**Directions**: Copy the data below, swapping every "whole pixels" for "integer pixels" and keeping everything else the same.

**Dataset records**:
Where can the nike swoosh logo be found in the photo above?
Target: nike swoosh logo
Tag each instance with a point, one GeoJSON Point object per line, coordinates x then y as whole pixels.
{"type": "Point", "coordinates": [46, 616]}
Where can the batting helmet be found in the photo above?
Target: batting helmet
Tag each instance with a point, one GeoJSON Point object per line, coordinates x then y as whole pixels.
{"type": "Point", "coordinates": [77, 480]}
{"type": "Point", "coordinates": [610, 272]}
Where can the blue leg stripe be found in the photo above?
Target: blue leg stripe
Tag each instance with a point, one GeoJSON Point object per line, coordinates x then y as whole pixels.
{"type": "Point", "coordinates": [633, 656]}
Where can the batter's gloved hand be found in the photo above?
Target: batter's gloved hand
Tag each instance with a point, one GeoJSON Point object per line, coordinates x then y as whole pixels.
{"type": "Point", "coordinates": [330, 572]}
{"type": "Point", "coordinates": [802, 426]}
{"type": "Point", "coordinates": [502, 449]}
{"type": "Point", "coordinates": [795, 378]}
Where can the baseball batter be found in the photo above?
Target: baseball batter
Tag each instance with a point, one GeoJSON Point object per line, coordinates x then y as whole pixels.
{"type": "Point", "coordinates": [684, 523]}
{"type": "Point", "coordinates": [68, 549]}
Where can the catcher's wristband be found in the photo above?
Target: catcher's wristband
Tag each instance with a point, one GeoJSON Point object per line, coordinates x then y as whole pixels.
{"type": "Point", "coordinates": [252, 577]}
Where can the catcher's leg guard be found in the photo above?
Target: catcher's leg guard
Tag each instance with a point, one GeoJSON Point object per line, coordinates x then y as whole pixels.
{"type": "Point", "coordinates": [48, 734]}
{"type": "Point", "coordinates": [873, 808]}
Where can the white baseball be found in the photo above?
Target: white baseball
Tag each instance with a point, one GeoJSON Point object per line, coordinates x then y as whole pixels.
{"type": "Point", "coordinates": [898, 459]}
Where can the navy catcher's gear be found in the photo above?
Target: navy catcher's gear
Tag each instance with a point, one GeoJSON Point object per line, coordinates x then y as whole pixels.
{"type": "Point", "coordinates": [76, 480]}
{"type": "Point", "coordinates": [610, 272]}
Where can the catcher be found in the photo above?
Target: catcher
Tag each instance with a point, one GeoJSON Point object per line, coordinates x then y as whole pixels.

**Solution below**:
Where can the nike swoosh logo be found in the photo above?
Target: nike swoosh logo
Tag each instance with a point, one GeoJSON Point object per line, coordinates x then y as integer pixels.
{"type": "Point", "coordinates": [46, 616]}
Where can the batting helmet be found in the photo above?
Target: batting helmet
Tag each instance with a point, one GeoJSON Point object per line, coordinates x then y as integer pixels.
{"type": "Point", "coordinates": [77, 480]}
{"type": "Point", "coordinates": [610, 272]}
Where can the blue leg stripe be found in the photo above?
Target: blue leg stripe
Tag each instance with a point, one GeoJSON Point object per line, coordinates x then y as integer pixels.
{"type": "Point", "coordinates": [633, 656]}
Where can the batter's gloved hand be found in the photo above?
Target: batter's gloved hand
Tag each instance with a point, one GeoJSON Point object per line, coordinates x then y as integer pixels.
{"type": "Point", "coordinates": [330, 572]}
{"type": "Point", "coordinates": [802, 426]}
{"type": "Point", "coordinates": [502, 449]}
{"type": "Point", "coordinates": [795, 378]}
Where can the baseball batter be found in the photo above?
Target: baseball batter
Tag each instance with a point, one GeoJSON Point object per line, coordinates x then y as integer pixels.
{"type": "Point", "coordinates": [684, 523]}
{"type": "Point", "coordinates": [68, 549]}
Where can the catcher's wristband be found in the photo above?
Target: catcher's wristband
Tag each instance with a point, one GeoJSON Point object per line, coordinates x then y as integer pixels.
{"type": "Point", "coordinates": [252, 577]}
Where can the catcher's leg guard be found in the photo above?
Target: catcher's leg guard
Tag each instance with a point, one GeoJSON Point object per line, coordinates x then y as integer pixels.
{"type": "Point", "coordinates": [48, 734]}
{"type": "Point", "coordinates": [873, 808]}
Where can the white baseball be found in the photo above?
Target: white baseball
Tag each instance with a point, one GeoJSON Point object per line, coordinates x then y as integer pixels.
{"type": "Point", "coordinates": [898, 459]}
Where can the navy catcher's gear be found in the photo above?
Target: navy catcher's gear
Tag each instance with a point, one GeoJSON Point object per line, coordinates x then y as integer pixels.
{"type": "Point", "coordinates": [76, 480]}
{"type": "Point", "coordinates": [610, 272]}
Where can the catcher be found in the photo above?
Target: catcher
Tag each instance with a point, one GeoJSON Point object per line, coordinates x then y as integer pixels.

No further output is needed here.